• **Extracted text**:
┏━━

What Is the Purpose of Malware?

The purpose of malware is to intrude on a machine for a variety of reasons. From theft of financial details, to sensitive corporate or personal information, malware is best avoided, for even if it has no malicious purpose at present, it could well have so at some point in the future.

With the growth in online usage over the last decade, there has also been a rapid increase in the number and types of malware that currently roam in the wild. It is highly likely that one form of malware or another is already present on the machine of anyone reading this article.

Of course, not all malware is as aggressive or intrusive as others, though it is generally good practice to have a secure anti-malware solution in place to protect a computer or computer network.

Types of Malware

Malware can be designed to achieve a variety of goals in various ways. Some of the most common types of malware include:

  • Adware: Adware is malware designed to serve unwanted advertisements to users. Since advertisers often pay for each view or click on their advertisements, serving this content to users allows them to earn revenue from their attacks.
  • Botnet Malware: Botnets are collections of infected computers that are used to perform Distributed Denial of Service (DDoS), password stuffing, and other automated attacks. Botnet malware is designed to infect a computer and force it to do the attacker’s bidding.
  • Cryptomining Malware: Some cryptocurrencies pay “miners” to perform computationally-expensive operations as part of their consensus algorithms. Cryptomining malware uses infected computers to perform these calculations for the attacker’s benefit, providing them with additional revenue and control over the blockchain.

┗━━

Dataset entries
┏━━

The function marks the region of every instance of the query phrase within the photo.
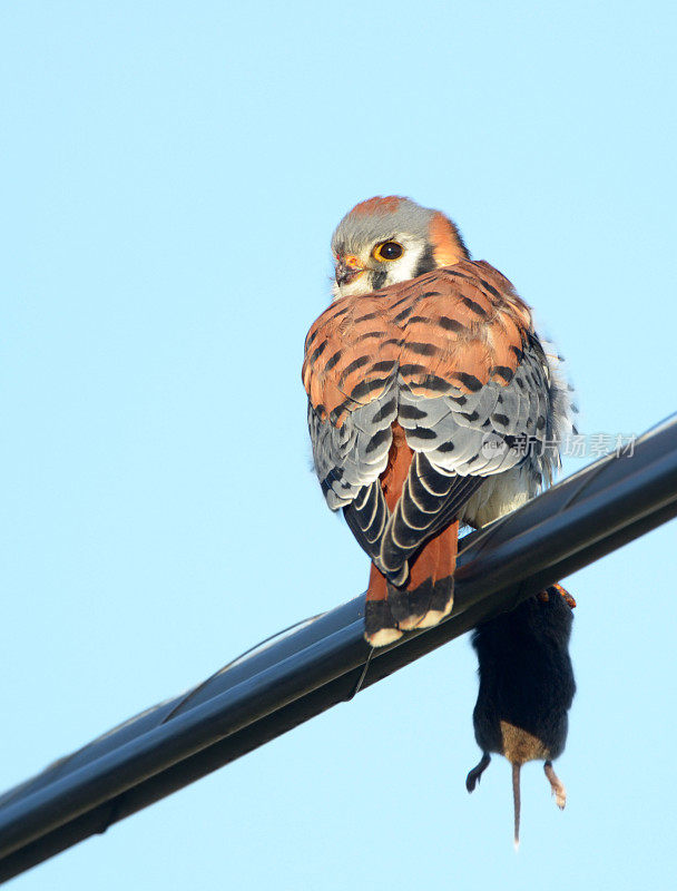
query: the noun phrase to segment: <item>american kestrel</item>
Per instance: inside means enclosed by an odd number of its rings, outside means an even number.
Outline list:
[[[308,427],[326,502],[372,560],[365,637],[384,646],[451,611],[459,523],[550,482],[569,396],[527,304],[444,214],[370,198],[332,252],[334,302],[305,341]]]

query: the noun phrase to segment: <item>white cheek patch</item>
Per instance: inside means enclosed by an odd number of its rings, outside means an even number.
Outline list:
[[[381,270],[387,273],[387,277],[382,287],[395,285],[400,282],[408,282],[410,278],[413,278],[416,274],[419,261],[425,251],[425,245],[412,237],[398,236],[398,241],[404,247],[404,253],[399,260],[392,260],[387,263],[380,264]],[[369,258],[364,257],[362,258],[362,262],[369,263],[370,261]],[[364,294],[371,294],[374,290],[371,285],[373,273],[374,270],[369,270],[363,275],[359,275],[357,278],[344,285],[338,285],[336,282],[334,282],[332,285],[333,298],[338,300],[338,297],[360,297]]]
[[[387,284],[394,285],[398,282],[408,282],[416,274],[416,266],[423,254],[425,245],[420,242],[401,238],[404,253],[400,260],[393,260],[387,264]]]

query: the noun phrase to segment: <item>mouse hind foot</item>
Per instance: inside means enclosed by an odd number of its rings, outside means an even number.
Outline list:
[[[474,791],[475,785],[480,782],[482,774],[484,773],[487,767],[489,767],[490,762],[491,762],[491,755],[488,752],[484,752],[480,763],[475,767],[473,767],[472,771],[470,771],[470,773],[465,777],[465,789],[469,792]]]
[[[551,761],[547,761],[543,764],[543,771],[546,772],[546,776],[550,783],[550,789],[552,790],[552,794],[555,795],[555,803],[563,811],[565,804],[567,803],[567,790],[565,789],[565,784],[559,779],[559,776],[555,773],[555,768],[552,766]]]

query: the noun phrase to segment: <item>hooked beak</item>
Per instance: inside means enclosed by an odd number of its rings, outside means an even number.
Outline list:
[[[349,254],[345,257],[338,257],[336,261],[336,284],[346,285],[353,282],[359,275],[365,272],[365,267],[360,263],[357,257]]]

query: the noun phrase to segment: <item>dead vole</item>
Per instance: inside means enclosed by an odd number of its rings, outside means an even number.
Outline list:
[[[573,598],[559,585],[530,597],[511,613],[479,625],[472,645],[479,659],[480,691],[472,713],[482,760],[468,774],[475,787],[491,761],[490,752],[512,764],[514,844],[520,834],[520,768],[544,761],[546,776],[559,807],[567,801],[552,761],[565,750],[567,712],[576,683],[569,657]]]

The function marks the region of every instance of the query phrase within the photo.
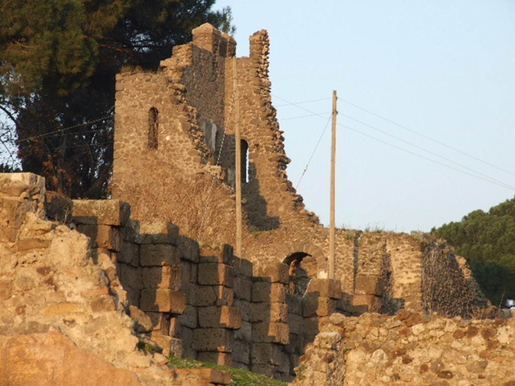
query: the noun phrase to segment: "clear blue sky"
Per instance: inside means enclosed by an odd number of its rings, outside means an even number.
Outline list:
[[[218,1],[232,8],[238,56],[265,28],[273,102],[296,185],[325,121],[288,101],[330,98],[338,123],[515,187],[515,1]],[[368,114],[345,100],[506,172]],[[301,105],[325,116],[330,99]],[[442,158],[358,123],[358,119]],[[459,220],[512,198],[506,188],[338,127],[336,223],[409,232]],[[299,187],[329,222],[330,127]],[[511,173],[512,174],[511,174]],[[482,178],[485,177],[482,176]]]

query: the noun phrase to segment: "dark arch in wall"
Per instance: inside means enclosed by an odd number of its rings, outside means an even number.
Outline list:
[[[158,148],[158,135],[159,134],[159,112],[155,107],[148,110],[148,142],[149,149]]]
[[[307,267],[306,267],[305,264],[303,264],[303,262],[311,260],[308,261],[308,262],[312,263],[313,260],[314,260],[312,258],[313,256],[305,252],[294,252],[284,259],[283,262],[287,264],[289,267],[288,269],[289,283],[288,292],[291,294],[302,296],[305,293],[307,285],[313,277],[313,272],[309,272],[310,270],[307,269]],[[316,265],[316,262],[315,264]],[[316,267],[315,271],[316,272]]]

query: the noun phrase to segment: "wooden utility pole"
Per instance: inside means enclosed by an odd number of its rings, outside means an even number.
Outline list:
[[[329,230],[329,278],[334,278],[334,196],[336,155],[336,91],[333,91],[333,124],[331,136],[331,224]]]
[[[239,100],[238,97],[238,67],[236,57],[232,61],[233,102],[234,107],[234,141],[236,142],[236,251],[242,258],[242,142],[239,134]]]

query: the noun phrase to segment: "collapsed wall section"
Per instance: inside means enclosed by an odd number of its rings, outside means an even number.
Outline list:
[[[333,314],[293,384],[515,384],[515,319]]]

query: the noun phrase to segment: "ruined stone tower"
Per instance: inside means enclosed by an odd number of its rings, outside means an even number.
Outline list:
[[[193,37],[174,47],[157,72],[117,76],[113,198],[128,202],[136,219],[170,221],[201,243],[233,244],[237,103],[241,257],[258,266],[289,264],[299,282],[327,277],[328,230],[305,210],[286,176],[289,160],[271,104],[267,32],[251,36],[249,56],[242,58],[235,56],[234,39],[209,24]],[[423,272],[432,263],[413,238],[338,230],[336,245],[336,278],[353,306],[390,312],[427,303]]]

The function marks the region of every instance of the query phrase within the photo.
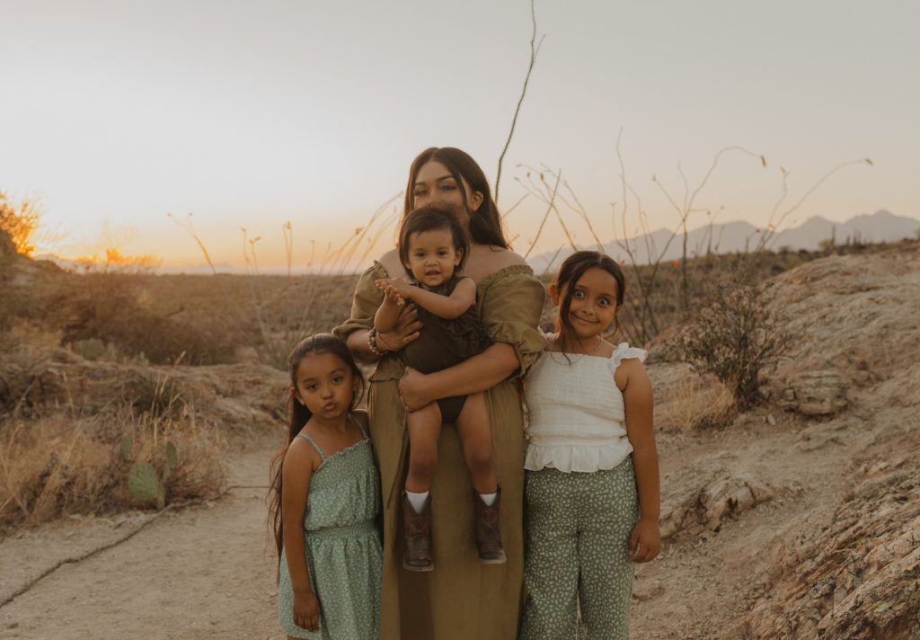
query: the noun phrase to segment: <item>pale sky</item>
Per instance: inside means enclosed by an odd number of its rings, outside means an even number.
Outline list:
[[[766,224],[841,162],[787,225],[888,209],[920,218],[920,4],[879,0],[536,0],[540,50],[503,165],[561,169],[602,239],[623,200],[615,140],[650,227],[728,145],[697,204]],[[194,212],[216,262],[294,268],[405,187],[411,159],[459,146],[493,183],[529,60],[525,0],[0,0],[0,191],[44,198],[43,224],[86,251],[106,224],[127,253],[200,264],[167,216]],[[635,212],[635,203],[631,203]],[[392,208],[392,207],[391,207]],[[506,218],[522,252],[546,206]],[[619,211],[619,209],[617,209]],[[705,223],[697,215],[691,227]],[[577,240],[583,225],[569,220]],[[630,227],[636,223],[631,222]],[[539,245],[561,244],[555,223]],[[132,233],[128,233],[130,230]],[[387,239],[389,236],[387,236]],[[388,240],[379,245],[382,252]]]

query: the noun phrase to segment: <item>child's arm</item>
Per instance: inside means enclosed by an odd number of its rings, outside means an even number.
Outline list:
[[[319,600],[310,587],[304,543],[306,492],[316,457],[308,442],[295,437],[284,456],[282,470],[282,529],[284,556],[293,588],[293,623],[307,631],[319,629],[320,614]]]
[[[638,489],[639,521],[629,538],[633,562],[649,562],[661,546],[658,529],[661,515],[661,487],[658,476],[658,451],[652,430],[651,382],[638,358],[627,358],[616,368],[617,386],[625,378],[623,401],[627,413],[627,436],[633,446],[633,466]]]
[[[454,320],[459,317],[476,302],[476,283],[472,278],[461,278],[450,296],[442,296],[420,286],[412,286],[398,278],[378,280],[393,286],[404,298],[412,300],[422,308],[428,309],[439,318]],[[381,286],[378,285],[378,286]],[[381,286],[383,288],[383,286]],[[386,289],[384,289],[386,291]],[[377,327],[377,331],[381,331]]]
[[[381,333],[388,333],[397,327],[399,312],[406,306],[406,299],[388,280],[377,280],[377,288],[384,292],[384,301],[374,316],[374,326]]]

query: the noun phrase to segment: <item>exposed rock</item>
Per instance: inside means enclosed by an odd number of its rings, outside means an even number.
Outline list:
[[[720,637],[920,638],[920,465],[863,482],[822,528],[790,529],[768,595]]]
[[[661,501],[662,539],[706,537],[728,518],[753,508],[776,493],[766,482],[731,469],[722,456],[693,462],[664,479],[672,487]]]
[[[806,371],[783,380],[776,405],[805,415],[833,415],[846,408],[850,382],[838,371]]]

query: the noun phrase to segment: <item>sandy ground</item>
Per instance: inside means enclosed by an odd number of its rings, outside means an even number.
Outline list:
[[[823,500],[841,490],[841,446],[792,448],[777,463],[776,453],[789,450],[802,425],[789,419],[758,430],[758,424],[753,418],[748,429],[660,435],[663,483],[690,461],[730,455],[751,469],[769,464],[773,482],[788,486],[807,458],[811,488]],[[159,516],[69,519],[0,543],[0,602],[29,587],[0,608],[0,638],[283,637],[265,520],[270,457],[268,448],[237,454],[232,488],[213,503]],[[748,550],[815,506],[780,494],[711,537],[666,543],[659,559],[638,567],[632,637],[708,638],[741,620],[757,593]],[[35,581],[62,560],[83,556]]]
[[[219,501],[70,520],[0,544],[0,638],[283,638],[266,525],[270,449],[238,456]]]

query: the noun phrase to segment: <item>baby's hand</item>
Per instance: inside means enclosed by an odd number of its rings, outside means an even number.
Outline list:
[[[377,285],[377,288],[384,292],[390,302],[395,303],[397,307],[403,307],[406,304],[406,298],[399,293],[399,288],[396,285],[396,280],[392,278],[384,278],[377,280],[374,284]]]

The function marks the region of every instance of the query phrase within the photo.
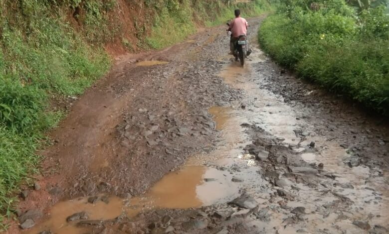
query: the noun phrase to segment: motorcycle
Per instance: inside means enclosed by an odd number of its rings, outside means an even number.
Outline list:
[[[227,23],[227,25],[229,26],[229,23]],[[232,36],[230,29],[228,30],[228,34],[231,37]],[[238,59],[239,59],[241,66],[244,66],[245,59],[250,55],[252,51],[252,50],[249,49],[248,47],[248,40],[247,40],[247,35],[241,35],[239,36],[234,45],[233,55],[235,57],[235,60],[238,61]]]

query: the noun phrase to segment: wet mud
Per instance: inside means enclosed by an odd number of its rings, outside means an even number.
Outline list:
[[[240,67],[224,30],[121,62],[81,97],[23,233],[388,233],[387,123],[278,67],[255,31]]]

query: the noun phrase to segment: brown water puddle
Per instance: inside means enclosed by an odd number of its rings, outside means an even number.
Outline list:
[[[247,97],[245,101],[246,104],[245,110],[234,113],[229,112],[229,114],[233,115],[237,113],[237,117],[235,116],[234,118],[240,123],[248,122],[260,126],[277,137],[277,139],[285,145],[294,148],[306,162],[317,165],[323,163],[325,171],[334,175],[334,183],[351,184],[354,186],[353,189],[333,189],[336,193],[344,195],[353,201],[352,206],[355,211],[353,214],[347,214],[349,219],[340,220],[337,219],[337,216],[323,217],[318,214],[310,214],[307,215],[310,221],[307,228],[310,231],[330,229],[333,231],[334,230],[332,229],[333,227],[330,224],[336,224],[337,226],[347,227],[350,233],[361,233],[361,229],[353,225],[352,222],[354,220],[369,220],[369,217],[373,215],[372,214],[375,216],[380,215],[375,217],[375,223],[384,226],[387,225],[389,222],[389,218],[386,215],[389,209],[389,193],[387,192],[389,191],[389,184],[388,183],[389,178],[387,176],[378,176],[378,175],[373,174],[373,170],[365,166],[350,168],[346,165],[343,159],[350,157],[351,155],[347,154],[346,150],[339,146],[339,143],[316,135],[314,126],[310,125],[303,119],[296,119],[297,116],[295,111],[283,102],[282,97],[260,88],[260,82],[259,85],[257,83],[258,80],[260,81],[262,75],[252,69],[250,65],[254,62],[261,62],[258,59],[263,60],[263,54],[254,50],[251,56],[255,58],[251,62],[248,61],[248,65],[244,68],[239,67],[237,63],[229,63],[226,64],[224,69],[219,74],[225,83],[233,88],[244,91]],[[255,77],[255,82],[254,82],[253,77]],[[248,111],[249,110],[250,111]],[[213,113],[217,113],[217,111],[216,109]],[[228,115],[228,113],[226,115],[225,113],[221,111],[221,115],[218,117],[221,126],[229,124],[226,123],[228,118],[230,118]],[[247,120],[248,122],[245,121]],[[294,130],[301,129],[302,126],[303,126],[303,130],[306,131],[307,134],[304,133],[306,139],[300,142],[301,138],[296,136]],[[319,151],[304,152],[309,149],[308,146],[311,141],[316,142],[316,148],[320,149]],[[302,184],[298,184],[296,186],[300,188],[299,198],[295,202],[288,202],[289,207],[302,206],[308,211],[310,209],[315,211],[318,206],[339,199],[331,193],[323,193]],[[272,219],[271,225],[263,223],[255,225],[259,228],[262,226],[281,227],[282,220],[286,218],[287,217],[280,217],[279,220]],[[295,233],[296,230],[294,228],[282,227],[278,231],[278,233]]]
[[[231,128],[237,127],[236,119],[231,119],[233,116],[231,112],[231,109],[218,107],[209,109],[216,122],[216,129],[228,129],[228,132],[239,135],[241,129],[231,131]],[[240,127],[238,124],[237,126]],[[241,160],[241,154],[240,156],[237,155],[241,149],[236,149],[234,144],[239,138],[235,134],[226,138],[226,145],[228,147],[204,156],[220,159],[225,157],[226,152],[234,152],[236,156],[234,159]],[[35,234],[49,230],[57,234],[85,233],[85,229],[76,226],[77,222],[69,223],[66,221],[67,217],[78,212],[86,212],[89,215],[89,220],[107,220],[122,214],[133,217],[142,211],[152,209],[197,208],[218,202],[227,202],[237,197],[239,187],[231,182],[233,175],[201,165],[200,158],[195,155],[181,170],[165,175],[141,197],[123,199],[114,196],[109,198],[108,203],[99,201],[94,204],[88,202],[88,198],[80,198],[58,203],[50,209],[47,220],[27,233]],[[254,171],[252,174],[256,175]]]
[[[142,61],[141,62],[138,62],[135,64],[137,66],[154,66],[154,65],[158,65],[160,64],[167,64],[168,63],[169,63],[169,62],[166,62],[165,61],[159,61],[159,60],[150,60],[150,61]]]

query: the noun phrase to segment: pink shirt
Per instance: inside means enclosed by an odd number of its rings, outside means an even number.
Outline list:
[[[232,36],[234,37],[238,37],[241,35],[246,35],[247,33],[248,23],[244,18],[240,16],[235,18],[229,25],[232,31]]]

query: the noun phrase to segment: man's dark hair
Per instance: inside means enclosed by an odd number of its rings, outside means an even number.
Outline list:
[[[239,15],[240,15],[240,10],[236,9],[235,10],[235,16],[238,17]]]

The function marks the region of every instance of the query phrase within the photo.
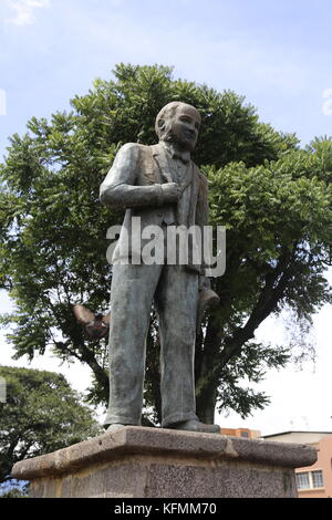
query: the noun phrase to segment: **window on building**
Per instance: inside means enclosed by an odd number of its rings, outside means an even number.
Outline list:
[[[312,483],[314,488],[323,488],[324,487],[324,481],[323,481],[323,471],[311,471],[312,475]]]
[[[309,471],[297,474],[297,485],[298,489],[310,488]]]
[[[323,471],[301,471],[297,474],[298,489],[315,489],[323,488]]]

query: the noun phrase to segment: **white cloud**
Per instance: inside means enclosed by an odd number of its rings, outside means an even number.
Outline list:
[[[29,25],[35,21],[35,9],[49,8],[50,0],[8,0],[8,7],[14,11],[13,18],[7,20],[14,25]]]

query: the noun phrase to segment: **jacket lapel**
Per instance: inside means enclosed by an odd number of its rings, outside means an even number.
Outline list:
[[[159,175],[163,183],[174,183],[176,179],[175,171],[170,160],[168,160],[166,150],[163,145],[153,145],[153,157],[158,166]]]

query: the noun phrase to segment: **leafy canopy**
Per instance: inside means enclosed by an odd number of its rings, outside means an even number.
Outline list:
[[[290,309],[300,323],[331,302],[324,278],[331,260],[332,143],[300,149],[294,135],[261,123],[234,92],[174,80],[166,66],[120,64],[96,80],[72,112],[32,118],[10,139],[0,167],[0,287],[17,303],[17,356],[51,346],[62,360],[87,363],[94,403],[107,399],[107,355],[89,342],[72,305],[106,310],[111,269],[106,230],[122,214],[102,207],[98,187],[127,142],[153,144],[155,116],[168,102],[195,105],[203,125],[195,162],[210,187],[210,220],[227,227],[227,271],[214,281],[220,308],[206,316],[196,345],[197,406],[212,420],[216,403],[247,415],[267,396],[242,386],[268,367],[283,366],[287,345],[258,345],[255,331],[271,313]],[[158,335],[153,316],[145,387],[159,417]]]
[[[61,374],[0,366],[7,402],[0,403],[0,482],[19,460],[65,448],[101,427]]]

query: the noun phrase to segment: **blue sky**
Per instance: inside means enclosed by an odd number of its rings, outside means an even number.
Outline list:
[[[0,154],[31,116],[66,108],[118,62],[231,89],[303,144],[330,135],[331,14],[328,0],[0,0]]]
[[[120,62],[173,65],[175,77],[234,90],[261,121],[295,132],[303,145],[332,135],[331,19],[329,0],[0,0],[0,157],[30,117],[69,108],[71,97],[95,77],[111,77]],[[0,312],[10,305],[1,299]],[[331,393],[329,316],[325,308],[315,320],[315,373],[270,374],[262,389],[272,405],[247,426],[266,434],[332,430],[321,398]],[[268,322],[260,334],[273,342],[277,329]],[[6,347],[0,361],[24,365],[10,354]],[[50,357],[33,366],[58,368],[80,389],[89,378],[87,368],[59,368]],[[232,415],[222,418],[227,424],[243,422]]]

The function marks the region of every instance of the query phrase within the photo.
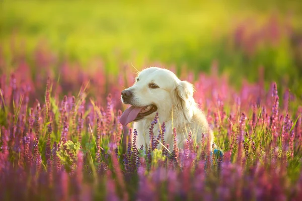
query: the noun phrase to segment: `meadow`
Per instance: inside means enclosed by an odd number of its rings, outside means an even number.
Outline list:
[[[0,200],[299,200],[301,5],[113,2],[2,2]],[[131,141],[121,91],[150,66],[194,84],[218,149],[156,114]]]

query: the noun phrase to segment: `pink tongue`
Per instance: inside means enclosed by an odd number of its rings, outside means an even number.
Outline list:
[[[142,107],[138,108],[131,106],[125,110],[120,118],[120,122],[123,126],[125,126],[135,119],[136,116]]]

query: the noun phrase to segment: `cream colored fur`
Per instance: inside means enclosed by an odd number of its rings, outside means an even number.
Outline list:
[[[183,148],[186,139],[190,131],[197,143],[201,142],[204,134],[206,142],[213,144],[214,137],[209,127],[203,113],[198,108],[193,94],[193,85],[186,81],[181,81],[174,73],[165,69],[155,67],[146,68],[139,72],[138,81],[127,89],[133,93],[131,105],[143,107],[154,104],[158,107],[159,123],[153,130],[155,136],[159,133],[160,124],[166,124],[165,141],[173,149],[173,129],[177,132],[177,142],[179,148]],[[149,87],[154,83],[159,88]],[[137,145],[149,144],[149,128],[156,112],[134,122],[133,129],[137,131]],[[172,118],[173,114],[173,118]],[[160,145],[159,145],[160,146]]]

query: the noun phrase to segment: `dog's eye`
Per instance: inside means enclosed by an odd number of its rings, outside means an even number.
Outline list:
[[[155,84],[155,83],[150,83],[149,84],[149,87],[150,88],[159,88],[159,86],[158,86],[157,85]]]

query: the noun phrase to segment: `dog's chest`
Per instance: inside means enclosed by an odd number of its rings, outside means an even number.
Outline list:
[[[149,146],[150,141],[150,124],[144,124],[144,122],[135,122],[133,128],[137,131],[137,137],[136,138],[136,145],[139,147],[141,145],[143,145],[145,149]],[[171,123],[167,122],[166,123],[166,132],[164,133],[164,140],[166,144],[169,144],[170,149],[172,150],[174,144],[173,132]],[[153,128],[153,134],[154,137],[156,139],[160,133],[160,125],[157,124],[154,125]],[[160,136],[161,139],[161,136]],[[181,145],[183,139],[182,135],[178,133],[177,136],[177,144],[178,146]],[[160,145],[159,145],[160,147]]]

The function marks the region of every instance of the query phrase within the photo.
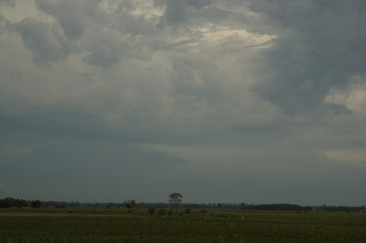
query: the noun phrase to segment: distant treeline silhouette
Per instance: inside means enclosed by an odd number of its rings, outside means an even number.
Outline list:
[[[21,202],[21,203],[20,203]],[[29,206],[31,201],[24,199],[15,199],[8,197],[0,199],[0,208],[27,207]],[[44,207],[54,207],[56,205],[62,204],[65,207],[75,208],[85,207],[88,208],[124,208],[126,206],[122,203],[117,202],[79,202],[78,201],[71,202],[59,201],[44,201],[42,206]],[[138,202],[135,206],[135,208],[146,208],[150,207],[155,208],[167,208],[171,207],[171,205],[168,202]],[[323,204],[322,206],[305,206],[297,204],[246,204],[242,202],[239,204],[235,203],[189,204],[183,203],[182,208],[189,208],[192,209],[232,209],[239,210],[254,210],[255,211],[283,211],[309,212],[358,212],[366,208],[364,205],[361,206],[350,207],[345,206],[328,206]]]

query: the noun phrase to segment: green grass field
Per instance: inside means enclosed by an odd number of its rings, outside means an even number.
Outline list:
[[[366,214],[198,212],[150,217],[146,209],[0,209],[0,243],[366,243]]]

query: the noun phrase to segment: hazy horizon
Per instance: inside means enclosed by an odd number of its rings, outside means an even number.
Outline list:
[[[0,197],[364,205],[365,26],[356,0],[0,0]]]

┗━━

• **Problem set**:
(a) In the text on malware, why does serving unwanted advertisements allow adware attackers to earn revenue?
(b) Continue the text on malware from its final sentence.

• **Per-task answers**:
(a) Advertisers often pay for each view or click on their advertisements.

(b)
  • Fileless Malware: Some cybersecurity solutions are designed to identify malicious files saved on a computer. Fileless malware is designed to evade these file-focused defenses by running solely in memory without writing any data to the filesystem.
  • Infostealers: Infostealer malware is designed to collect and exfiltrate sensitive information from an infected computer. This includes everything from an account password to large databases containing sensitive information.
  • Mobile Malware: Mobile device usage has grown dramatically due to the rise of remote work and bring your own device (BYOD) policies. Mobile malware is designed to target smartphones, tablets, and other mobile devices.
  • Ransomware: Ransomware encrypts files stored on an infected computer, rendering them inaccessible to their owners. The attacker then demands a ransom payment in exchange for the secret key that can be used to restore access to these files.
  • Rootkits: Rootkits are designed to hide the presence of malware on a system. This can include hiding files, network connections, running processes, and other signs of an infection.
  • Trojans: Trojan malware is designed to look like something legitimate and desirable. For example, a “free” version of paid software may actually be malware.
  • Viruses: Viruses are malware designed to infect other programs on a computer. By doing so, they make themselves more difficult to detect and remove from a system.
  • Wipers: Wiper malware will encrypt or delete important or valuable files on a computer. By doing so, they cause damage to the target and disrupt its operations.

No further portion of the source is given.